Even after Milosevic's departure, Serbia faces enormous challenges - resolving the constitutional relationship with Montenegro and Kosovo, restoring accountability and the rule of law, addressing an insurgency in the Presevo valley and bringing new life into an economy decimated by mismanagement and debt.
    Reformers and hard-liners are struggling with each other to define Serbia's place in the world in a battle with high stakes, and the struggle between liberal European-style policies and holdover nationalist policies continues. The new leadership in Serbia will not necessarily embrace policies aimed at creating regional stability, and the embrace of the new government by the international community should be less uncritical: it should be held to the same high standards demanded of other Balkans countries, notably Croatia.
    The international community must certainly continue to insist that Milosevic be tried not in a local court but under international law, in an international court, for the war crimes for which he has been indicted. A range of policies still supported by Belgrade are unacceptable, including its policies toward ethnic minorities, support for extremist elements in both Bosnia and northern Kosovo, and the continuing detainment of large numbers of ethnic Albanian "political prisoners".
    The international community should closely condition financial assistance on Serbia's ability to meet clear benchmarks with regard to economic and democratic reforms and cooperation with the Hague tribunal. If the standards are met, both the European Union (EU) and U.S. should initiate a comprehensive economic assistance strategy for providing the FRY desperately needed technical assistance to rapidly reform the old socialist economic laws and carry out privatisation.
    The FRY government's reaction to insurgency in southern Serbia by ethnic Albanian guerrillas has been reasonably restrained. While that restraint and better Western policing and imaginative diplomacy may hold down the fighting, the situation in southern Serbia will remain dangerously unstable as long as Kosovo's status is unresolved.

Montenegro Internally

Over the past three years, Montenegro has increasingly come to operate as a separate state, and it continues to focus its energies on resolving its constitutional status within the FRY or outside it. Opinion polls persistently show that none of the various options for the republic's future status enjoys overwhelming support. Opposition to independence is strong, especially in parts of the north, but it does not appear severe enough to trigger violence or a counter separatist movement.

▶ [STATED PROBLEM] Output the part of the passage on Serbia and Montenegro that opens with the words containing "Over the past" and closes with "counter separatist movement.", reproducing it word for word. The listing has no connection to the passage on Serbia and Montenegro.

▶ [DATA]
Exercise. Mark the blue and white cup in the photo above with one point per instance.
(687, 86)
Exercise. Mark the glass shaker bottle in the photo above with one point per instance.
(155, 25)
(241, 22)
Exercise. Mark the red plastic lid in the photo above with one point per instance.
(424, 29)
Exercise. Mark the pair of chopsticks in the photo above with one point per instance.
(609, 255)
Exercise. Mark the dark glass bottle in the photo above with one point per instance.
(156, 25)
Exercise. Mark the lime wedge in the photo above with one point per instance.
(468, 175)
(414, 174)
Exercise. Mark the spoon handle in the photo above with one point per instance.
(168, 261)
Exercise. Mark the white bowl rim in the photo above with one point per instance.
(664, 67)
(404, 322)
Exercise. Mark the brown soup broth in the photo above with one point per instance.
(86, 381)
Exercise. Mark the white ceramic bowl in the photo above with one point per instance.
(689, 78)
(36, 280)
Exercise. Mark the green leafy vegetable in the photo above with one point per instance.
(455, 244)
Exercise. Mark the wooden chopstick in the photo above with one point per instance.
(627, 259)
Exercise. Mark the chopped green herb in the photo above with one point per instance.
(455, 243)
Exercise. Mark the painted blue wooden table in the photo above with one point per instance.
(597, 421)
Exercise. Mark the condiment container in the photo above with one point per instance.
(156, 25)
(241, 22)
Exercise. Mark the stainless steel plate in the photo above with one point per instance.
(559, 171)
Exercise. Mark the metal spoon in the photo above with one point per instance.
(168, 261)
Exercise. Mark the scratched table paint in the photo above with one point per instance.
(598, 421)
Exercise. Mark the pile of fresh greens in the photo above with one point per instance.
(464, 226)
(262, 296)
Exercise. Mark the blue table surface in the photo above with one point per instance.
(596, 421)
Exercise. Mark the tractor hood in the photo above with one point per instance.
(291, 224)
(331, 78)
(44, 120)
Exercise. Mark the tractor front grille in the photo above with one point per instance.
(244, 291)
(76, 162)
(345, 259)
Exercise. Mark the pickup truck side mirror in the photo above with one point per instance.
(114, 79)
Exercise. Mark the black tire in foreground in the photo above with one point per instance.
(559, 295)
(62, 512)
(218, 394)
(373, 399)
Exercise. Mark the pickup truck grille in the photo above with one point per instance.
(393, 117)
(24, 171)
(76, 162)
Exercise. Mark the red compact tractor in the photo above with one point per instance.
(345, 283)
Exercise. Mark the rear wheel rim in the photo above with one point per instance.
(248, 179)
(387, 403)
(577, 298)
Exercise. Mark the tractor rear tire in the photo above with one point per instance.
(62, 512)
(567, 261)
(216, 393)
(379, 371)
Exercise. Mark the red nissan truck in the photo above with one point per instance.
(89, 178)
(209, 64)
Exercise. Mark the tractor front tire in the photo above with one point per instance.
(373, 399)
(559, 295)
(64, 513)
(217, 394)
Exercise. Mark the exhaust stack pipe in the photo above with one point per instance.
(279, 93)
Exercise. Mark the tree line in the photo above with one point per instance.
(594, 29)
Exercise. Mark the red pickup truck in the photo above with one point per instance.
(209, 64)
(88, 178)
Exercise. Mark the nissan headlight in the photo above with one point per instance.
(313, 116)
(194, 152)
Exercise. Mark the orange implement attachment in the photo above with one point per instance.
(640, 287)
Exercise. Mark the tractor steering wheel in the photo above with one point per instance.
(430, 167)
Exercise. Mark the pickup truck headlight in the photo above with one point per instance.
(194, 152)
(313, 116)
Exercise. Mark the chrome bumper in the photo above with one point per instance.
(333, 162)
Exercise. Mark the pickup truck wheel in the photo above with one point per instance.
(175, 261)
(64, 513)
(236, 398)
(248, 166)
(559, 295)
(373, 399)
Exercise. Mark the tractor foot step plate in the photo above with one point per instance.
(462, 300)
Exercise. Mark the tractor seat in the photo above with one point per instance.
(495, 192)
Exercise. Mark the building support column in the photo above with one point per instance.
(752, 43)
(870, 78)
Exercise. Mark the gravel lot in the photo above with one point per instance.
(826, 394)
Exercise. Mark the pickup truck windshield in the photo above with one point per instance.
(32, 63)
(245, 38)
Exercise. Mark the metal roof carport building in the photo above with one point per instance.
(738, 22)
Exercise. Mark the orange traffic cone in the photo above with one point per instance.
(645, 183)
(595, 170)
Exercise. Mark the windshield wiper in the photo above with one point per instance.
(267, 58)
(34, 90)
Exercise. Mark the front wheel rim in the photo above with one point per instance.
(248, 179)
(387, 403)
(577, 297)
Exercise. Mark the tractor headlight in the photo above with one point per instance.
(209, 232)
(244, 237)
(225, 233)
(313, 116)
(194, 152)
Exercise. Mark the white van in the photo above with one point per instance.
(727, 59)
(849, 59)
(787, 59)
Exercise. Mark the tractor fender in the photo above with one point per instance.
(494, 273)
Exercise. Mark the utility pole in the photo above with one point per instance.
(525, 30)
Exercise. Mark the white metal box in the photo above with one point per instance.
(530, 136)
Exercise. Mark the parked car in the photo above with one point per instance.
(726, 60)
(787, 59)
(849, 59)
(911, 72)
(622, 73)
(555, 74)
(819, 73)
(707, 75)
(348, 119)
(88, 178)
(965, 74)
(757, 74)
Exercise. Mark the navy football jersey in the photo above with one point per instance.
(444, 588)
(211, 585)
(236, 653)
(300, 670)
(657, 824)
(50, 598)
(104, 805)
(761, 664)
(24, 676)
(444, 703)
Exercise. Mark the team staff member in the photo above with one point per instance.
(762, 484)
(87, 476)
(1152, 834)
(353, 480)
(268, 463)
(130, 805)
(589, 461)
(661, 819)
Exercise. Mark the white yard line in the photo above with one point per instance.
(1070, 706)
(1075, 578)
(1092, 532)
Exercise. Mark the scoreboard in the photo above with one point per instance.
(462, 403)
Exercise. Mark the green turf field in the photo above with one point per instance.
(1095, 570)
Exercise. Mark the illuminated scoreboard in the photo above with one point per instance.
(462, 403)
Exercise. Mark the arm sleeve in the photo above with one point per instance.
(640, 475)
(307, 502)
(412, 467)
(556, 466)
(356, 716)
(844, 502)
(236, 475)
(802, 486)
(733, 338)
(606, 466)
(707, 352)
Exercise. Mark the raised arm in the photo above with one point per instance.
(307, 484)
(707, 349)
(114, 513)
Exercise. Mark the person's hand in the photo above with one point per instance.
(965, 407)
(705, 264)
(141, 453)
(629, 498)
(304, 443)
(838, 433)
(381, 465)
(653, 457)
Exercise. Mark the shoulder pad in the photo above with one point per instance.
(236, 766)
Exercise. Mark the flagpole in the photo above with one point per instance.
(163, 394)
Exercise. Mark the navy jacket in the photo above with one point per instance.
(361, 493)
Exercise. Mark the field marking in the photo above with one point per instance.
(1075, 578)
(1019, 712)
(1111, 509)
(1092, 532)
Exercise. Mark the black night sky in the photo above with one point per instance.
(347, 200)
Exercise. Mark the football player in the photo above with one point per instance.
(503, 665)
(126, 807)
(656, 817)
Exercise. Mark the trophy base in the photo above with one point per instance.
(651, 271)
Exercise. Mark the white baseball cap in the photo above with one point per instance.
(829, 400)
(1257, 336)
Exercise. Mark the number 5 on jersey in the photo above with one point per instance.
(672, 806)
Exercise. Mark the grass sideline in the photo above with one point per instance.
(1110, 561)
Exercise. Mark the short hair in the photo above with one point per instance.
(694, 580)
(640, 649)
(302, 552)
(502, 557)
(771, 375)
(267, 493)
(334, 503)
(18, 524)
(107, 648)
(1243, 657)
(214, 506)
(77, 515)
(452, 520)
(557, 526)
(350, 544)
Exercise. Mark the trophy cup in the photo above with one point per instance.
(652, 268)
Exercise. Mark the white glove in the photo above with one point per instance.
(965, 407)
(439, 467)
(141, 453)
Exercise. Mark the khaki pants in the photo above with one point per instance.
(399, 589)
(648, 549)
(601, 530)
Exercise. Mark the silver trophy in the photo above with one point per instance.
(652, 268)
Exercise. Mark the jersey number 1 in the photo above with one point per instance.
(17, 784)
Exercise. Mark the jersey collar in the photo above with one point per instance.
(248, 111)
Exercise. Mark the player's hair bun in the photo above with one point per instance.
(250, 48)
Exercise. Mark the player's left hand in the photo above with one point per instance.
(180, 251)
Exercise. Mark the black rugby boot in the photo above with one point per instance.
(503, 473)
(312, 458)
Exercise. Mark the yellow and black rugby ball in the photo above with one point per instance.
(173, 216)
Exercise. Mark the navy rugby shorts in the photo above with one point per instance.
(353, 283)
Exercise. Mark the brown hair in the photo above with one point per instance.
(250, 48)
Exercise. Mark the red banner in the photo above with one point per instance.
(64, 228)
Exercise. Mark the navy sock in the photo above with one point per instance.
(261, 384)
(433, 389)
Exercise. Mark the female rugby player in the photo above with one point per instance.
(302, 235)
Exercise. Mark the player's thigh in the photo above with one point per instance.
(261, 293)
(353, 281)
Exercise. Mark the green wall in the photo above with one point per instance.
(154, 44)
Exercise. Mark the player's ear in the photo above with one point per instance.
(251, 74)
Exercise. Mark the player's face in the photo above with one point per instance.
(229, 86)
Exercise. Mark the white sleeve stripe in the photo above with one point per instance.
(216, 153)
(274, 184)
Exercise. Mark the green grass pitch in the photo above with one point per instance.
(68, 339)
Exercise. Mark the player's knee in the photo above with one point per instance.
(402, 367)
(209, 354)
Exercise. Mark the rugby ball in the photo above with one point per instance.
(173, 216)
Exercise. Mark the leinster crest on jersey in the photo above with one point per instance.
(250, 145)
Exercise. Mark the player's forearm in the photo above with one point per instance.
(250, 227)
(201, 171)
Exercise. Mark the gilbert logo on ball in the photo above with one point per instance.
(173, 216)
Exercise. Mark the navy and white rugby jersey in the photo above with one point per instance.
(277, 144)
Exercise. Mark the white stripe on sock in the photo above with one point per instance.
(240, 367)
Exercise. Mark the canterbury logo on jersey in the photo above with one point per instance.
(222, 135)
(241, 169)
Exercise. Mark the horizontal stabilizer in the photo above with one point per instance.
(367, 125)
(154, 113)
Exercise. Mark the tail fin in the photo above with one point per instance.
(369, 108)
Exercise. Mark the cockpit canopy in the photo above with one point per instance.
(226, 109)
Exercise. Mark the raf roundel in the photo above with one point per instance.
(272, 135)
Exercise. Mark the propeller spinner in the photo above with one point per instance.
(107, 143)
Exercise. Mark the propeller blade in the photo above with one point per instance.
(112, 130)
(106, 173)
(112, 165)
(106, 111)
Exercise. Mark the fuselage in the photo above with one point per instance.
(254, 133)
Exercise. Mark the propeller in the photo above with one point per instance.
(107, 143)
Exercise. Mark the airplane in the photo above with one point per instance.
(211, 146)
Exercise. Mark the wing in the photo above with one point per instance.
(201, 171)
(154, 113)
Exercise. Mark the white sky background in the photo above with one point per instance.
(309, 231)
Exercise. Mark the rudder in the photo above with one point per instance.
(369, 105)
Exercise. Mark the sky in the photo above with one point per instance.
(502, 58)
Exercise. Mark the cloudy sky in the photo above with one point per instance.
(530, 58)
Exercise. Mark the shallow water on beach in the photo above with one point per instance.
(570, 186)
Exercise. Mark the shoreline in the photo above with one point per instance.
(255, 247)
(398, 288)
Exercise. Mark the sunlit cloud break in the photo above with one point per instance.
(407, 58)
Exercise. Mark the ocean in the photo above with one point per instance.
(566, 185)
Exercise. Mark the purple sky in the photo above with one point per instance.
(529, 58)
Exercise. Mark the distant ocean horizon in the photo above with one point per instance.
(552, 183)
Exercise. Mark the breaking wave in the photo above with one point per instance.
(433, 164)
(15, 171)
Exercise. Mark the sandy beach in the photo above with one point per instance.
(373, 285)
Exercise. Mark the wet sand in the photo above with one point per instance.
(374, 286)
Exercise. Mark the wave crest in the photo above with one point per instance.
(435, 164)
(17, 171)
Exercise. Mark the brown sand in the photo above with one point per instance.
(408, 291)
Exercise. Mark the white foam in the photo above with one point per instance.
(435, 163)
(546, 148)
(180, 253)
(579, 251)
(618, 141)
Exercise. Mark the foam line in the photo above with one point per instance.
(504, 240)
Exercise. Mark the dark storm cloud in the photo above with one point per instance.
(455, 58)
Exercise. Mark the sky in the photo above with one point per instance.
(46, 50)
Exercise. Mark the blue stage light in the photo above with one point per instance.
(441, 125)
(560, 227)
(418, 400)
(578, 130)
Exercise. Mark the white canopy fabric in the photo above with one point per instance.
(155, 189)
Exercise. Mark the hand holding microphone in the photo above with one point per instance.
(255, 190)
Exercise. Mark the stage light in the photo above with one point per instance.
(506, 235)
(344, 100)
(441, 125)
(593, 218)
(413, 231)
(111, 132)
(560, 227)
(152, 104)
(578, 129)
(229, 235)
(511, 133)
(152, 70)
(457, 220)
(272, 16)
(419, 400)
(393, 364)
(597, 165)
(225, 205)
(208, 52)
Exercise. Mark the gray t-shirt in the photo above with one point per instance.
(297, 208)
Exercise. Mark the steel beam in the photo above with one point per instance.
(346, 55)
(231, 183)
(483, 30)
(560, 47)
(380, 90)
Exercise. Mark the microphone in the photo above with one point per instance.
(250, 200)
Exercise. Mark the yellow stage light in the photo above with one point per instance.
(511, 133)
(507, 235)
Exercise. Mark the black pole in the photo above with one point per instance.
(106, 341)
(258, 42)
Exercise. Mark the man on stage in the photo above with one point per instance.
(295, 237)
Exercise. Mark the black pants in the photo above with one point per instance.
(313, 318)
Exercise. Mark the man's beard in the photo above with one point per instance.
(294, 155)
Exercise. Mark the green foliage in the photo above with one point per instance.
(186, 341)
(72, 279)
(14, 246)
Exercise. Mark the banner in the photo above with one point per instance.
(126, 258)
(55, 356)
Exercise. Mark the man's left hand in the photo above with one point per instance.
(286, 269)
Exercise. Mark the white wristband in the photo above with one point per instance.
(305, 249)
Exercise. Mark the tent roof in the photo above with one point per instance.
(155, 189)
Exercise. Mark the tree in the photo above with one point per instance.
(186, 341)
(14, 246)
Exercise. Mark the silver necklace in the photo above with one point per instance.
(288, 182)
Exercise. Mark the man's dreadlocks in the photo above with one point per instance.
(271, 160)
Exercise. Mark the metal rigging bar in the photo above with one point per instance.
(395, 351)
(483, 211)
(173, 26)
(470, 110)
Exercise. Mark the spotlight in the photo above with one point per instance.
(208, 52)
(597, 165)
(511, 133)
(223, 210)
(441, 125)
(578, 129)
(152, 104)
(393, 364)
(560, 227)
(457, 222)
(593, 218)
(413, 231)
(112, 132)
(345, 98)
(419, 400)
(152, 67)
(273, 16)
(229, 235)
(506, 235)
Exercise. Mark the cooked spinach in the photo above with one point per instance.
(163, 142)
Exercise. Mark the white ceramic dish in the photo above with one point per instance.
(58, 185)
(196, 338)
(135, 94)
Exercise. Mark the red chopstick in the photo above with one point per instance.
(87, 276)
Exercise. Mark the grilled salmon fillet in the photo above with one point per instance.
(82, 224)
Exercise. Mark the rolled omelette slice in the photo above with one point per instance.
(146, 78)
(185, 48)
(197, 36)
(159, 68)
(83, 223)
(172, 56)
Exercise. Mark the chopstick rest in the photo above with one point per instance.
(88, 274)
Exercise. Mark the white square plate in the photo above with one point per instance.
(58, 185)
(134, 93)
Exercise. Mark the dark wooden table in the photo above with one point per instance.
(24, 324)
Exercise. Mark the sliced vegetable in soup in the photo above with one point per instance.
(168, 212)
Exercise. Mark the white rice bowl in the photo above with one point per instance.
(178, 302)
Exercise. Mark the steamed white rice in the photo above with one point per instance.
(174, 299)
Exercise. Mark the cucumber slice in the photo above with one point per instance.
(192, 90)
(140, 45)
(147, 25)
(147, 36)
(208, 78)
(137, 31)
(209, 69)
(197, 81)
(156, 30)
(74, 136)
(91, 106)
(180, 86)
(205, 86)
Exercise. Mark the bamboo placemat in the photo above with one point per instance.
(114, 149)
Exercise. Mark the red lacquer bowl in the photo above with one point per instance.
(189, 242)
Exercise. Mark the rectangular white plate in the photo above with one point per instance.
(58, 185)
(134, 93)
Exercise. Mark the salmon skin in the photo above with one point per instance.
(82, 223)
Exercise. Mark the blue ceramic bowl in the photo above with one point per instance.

▶ [RESULT OF THIS EXERCISE]
Over the past three years, Montenegro has increasingly come to operate as a separate state, and it continues to focus its energies on resolving its constitutional status within the FRY or outside it. Opinion polls persistently show that none of the various options for the republic's future status enjoys overwhelming support. Opposition to independence is strong, especially in parts of the north, but it does not appear severe enough to trigger violence or a counter separatist movement.